Required action: Extract the text of every entry below exactly; leave images out.
□ □ □ □
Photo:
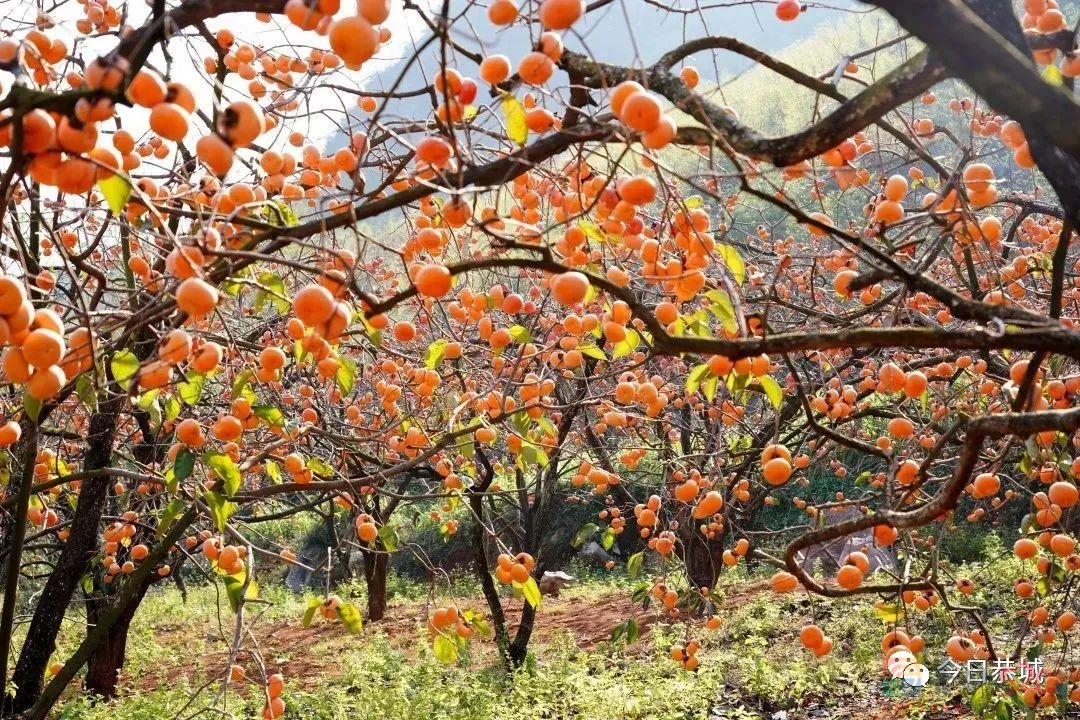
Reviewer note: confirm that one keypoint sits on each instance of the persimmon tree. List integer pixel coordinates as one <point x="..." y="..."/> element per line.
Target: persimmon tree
<point x="577" y="268"/>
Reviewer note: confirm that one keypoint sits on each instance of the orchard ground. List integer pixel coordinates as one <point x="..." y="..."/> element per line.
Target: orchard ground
<point x="752" y="666"/>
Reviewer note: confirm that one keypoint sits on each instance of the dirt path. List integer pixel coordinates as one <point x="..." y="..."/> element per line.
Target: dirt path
<point x="285" y="646"/>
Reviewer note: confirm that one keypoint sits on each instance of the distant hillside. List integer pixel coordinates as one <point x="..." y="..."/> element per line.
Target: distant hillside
<point x="625" y="32"/>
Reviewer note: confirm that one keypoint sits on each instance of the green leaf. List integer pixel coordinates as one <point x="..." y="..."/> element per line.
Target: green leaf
<point x="116" y="189"/>
<point x="733" y="261"/>
<point x="184" y="465"/>
<point x="723" y="309"/>
<point x="225" y="469"/>
<point x="124" y="366"/>
<point x="241" y="382"/>
<point x="145" y="402"/>
<point x="309" y="612"/>
<point x="517" y="128"/>
<point x="31" y="406"/>
<point x="698" y="374"/>
<point x="272" y="287"/>
<point x="520" y="334"/>
<point x="270" y="415"/>
<point x="320" y="466"/>
<point x="434" y="353"/>
<point x="532" y="454"/>
<point x="981" y="698"/>
<point x="628" y="344"/>
<point x="593" y="232"/>
<point x="584" y="533"/>
<point x="446" y="649"/>
<point x="772" y="390"/>
<point x="190" y="392"/>
<point x="592" y="351"/>
<point x="483" y="629"/>
<point x="173" y="408"/>
<point x="234" y="589"/>
<point x="890" y="613"/>
<point x="350" y="617"/>
<point x="347" y="375"/>
<point x="220" y="508"/>
<point x="709" y="388"/>
<point x="84" y="388"/>
<point x="531" y="592"/>
<point x="170" y="514"/>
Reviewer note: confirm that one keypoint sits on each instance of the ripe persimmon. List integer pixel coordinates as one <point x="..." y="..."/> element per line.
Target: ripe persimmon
<point x="561" y="14"/>
<point x="433" y="280"/>
<point x="569" y="288"/>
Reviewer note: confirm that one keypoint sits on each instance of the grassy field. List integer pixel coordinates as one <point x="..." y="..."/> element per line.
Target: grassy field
<point x="751" y="667"/>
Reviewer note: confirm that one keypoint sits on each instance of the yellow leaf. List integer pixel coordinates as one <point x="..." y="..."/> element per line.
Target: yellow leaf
<point x="1053" y="75"/>
<point x="116" y="190"/>
<point x="517" y="130"/>
<point x="733" y="261"/>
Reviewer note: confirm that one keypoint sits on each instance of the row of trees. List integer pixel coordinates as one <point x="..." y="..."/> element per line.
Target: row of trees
<point x="598" y="285"/>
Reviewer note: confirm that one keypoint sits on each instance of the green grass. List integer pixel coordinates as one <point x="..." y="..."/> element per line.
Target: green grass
<point x="751" y="666"/>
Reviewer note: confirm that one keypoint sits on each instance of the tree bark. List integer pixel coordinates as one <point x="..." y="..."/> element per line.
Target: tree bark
<point x="703" y="559"/>
<point x="376" y="567"/>
<point x="73" y="560"/>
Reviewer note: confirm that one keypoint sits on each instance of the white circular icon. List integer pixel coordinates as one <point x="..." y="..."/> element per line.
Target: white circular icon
<point x="916" y="675"/>
<point x="899" y="660"/>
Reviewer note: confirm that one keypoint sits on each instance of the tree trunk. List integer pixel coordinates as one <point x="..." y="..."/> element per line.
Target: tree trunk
□ □ □ □
Response:
Photo:
Reviewer note: confirm that one keypoint sits on each instance of the persimmon tree. List integer pixel coordinates as one <point x="..." y="..."/> element per line.
Target: persimmon tree
<point x="577" y="268"/>
Reviewer note: confirm that one keypoint sits on each instance of the orchard ground. List integer pixel coordinates as one <point x="..." y="..."/> element per line.
Target: orchard ground
<point x="752" y="666"/>
Reviewer note: confirm that one keypoint sits on each instance of the dirt path. List integer pixel coordinates as one <point x="..." y="..."/> element per line.
Target: dirt path
<point x="285" y="646"/>
Reviewer note: confirm that one keypoint sits on each instance of the distant hillside. List integer pixel coordinates as one <point x="..." y="..."/> element per line.
Target: distant hillside
<point x="625" y="32"/>
Reviewer note: confirm that one keypoint sits on each instance of the green leaf. List integer pixel coordinates as one <point x="..." y="..."/> element per line.
Target: green leaf
<point x="116" y="189"/>
<point x="733" y="261"/>
<point x="184" y="465"/>
<point x="723" y="309"/>
<point x="225" y="469"/>
<point x="124" y="366"/>
<point x="241" y="382"/>
<point x="145" y="402"/>
<point x="309" y="612"/>
<point x="517" y="128"/>
<point x="31" y="406"/>
<point x="698" y="374"/>
<point x="272" y="287"/>
<point x="520" y="334"/>
<point x="270" y="415"/>
<point x="320" y="466"/>
<point x="434" y="353"/>
<point x="532" y="454"/>
<point x="981" y="698"/>
<point x="628" y="344"/>
<point x="593" y="232"/>
<point x="584" y="533"/>
<point x="446" y="649"/>
<point x="772" y="390"/>
<point x="190" y="392"/>
<point x="592" y="351"/>
<point x="483" y="629"/>
<point x="173" y="408"/>
<point x="234" y="589"/>
<point x="890" y="613"/>
<point x="350" y="617"/>
<point x="347" y="375"/>
<point x="220" y="508"/>
<point x="709" y="388"/>
<point x="84" y="388"/>
<point x="531" y="592"/>
<point x="170" y="514"/>
Reviewer note: confirm that one keypoint sits on each instance of the ripe persimmon. List integer pixel coordinates as one <point x="..." y="..."/> element per line.
Target: ripe persimmon
<point x="561" y="14"/>
<point x="433" y="280"/>
<point x="569" y="288"/>
Reviewer note: confirm that one keypoint sits on each instance of the grassy field. List integer pixel coordinates as one <point x="..." y="..."/> element per line.
Target: grassy field
<point x="751" y="667"/>
Reviewer note: confirm that one keypoint sits on each instance of the yellow leaf. List integer pixel coordinates as one <point x="..." y="..."/> element per line.
Target: yellow leaf
<point x="1053" y="75"/>
<point x="116" y="190"/>
<point x="517" y="130"/>
<point x="733" y="261"/>
Reviewer note: confirm that one keypoint sits on each instance of the row of trees. List integer pixel coordinates as one <point x="..." y="..."/> element per line.
Target: row of trees
<point x="598" y="285"/>
Reviewer note: confirm that one keypoint sits on each instance of the green grass. List integer pixel coordinates as one <point x="..." y="..."/> element per line.
Target: green grass
<point x="751" y="666"/>
Reviewer note: confirm that one keypoint sits on each instance of the tree bark. List integer pixel coordinates as one <point x="..." y="..."/> element per line.
Target: tree bark
<point x="703" y="559"/>
<point x="376" y="567"/>
<point x="73" y="560"/>
Reviewer note: confirm that one keypoint sits on each instance of the white circular icon. List integer pixel coordinates as one <point x="..." y="..."/> element per line.
Target: white circular icon
<point x="916" y="675"/>
<point x="899" y="660"/>
Reviewer note: confirm that one keypoint sits on each instance of the tree trunk. List integer pixel coordinates as one <point x="..." y="..."/> element per line.
Target: tree trunk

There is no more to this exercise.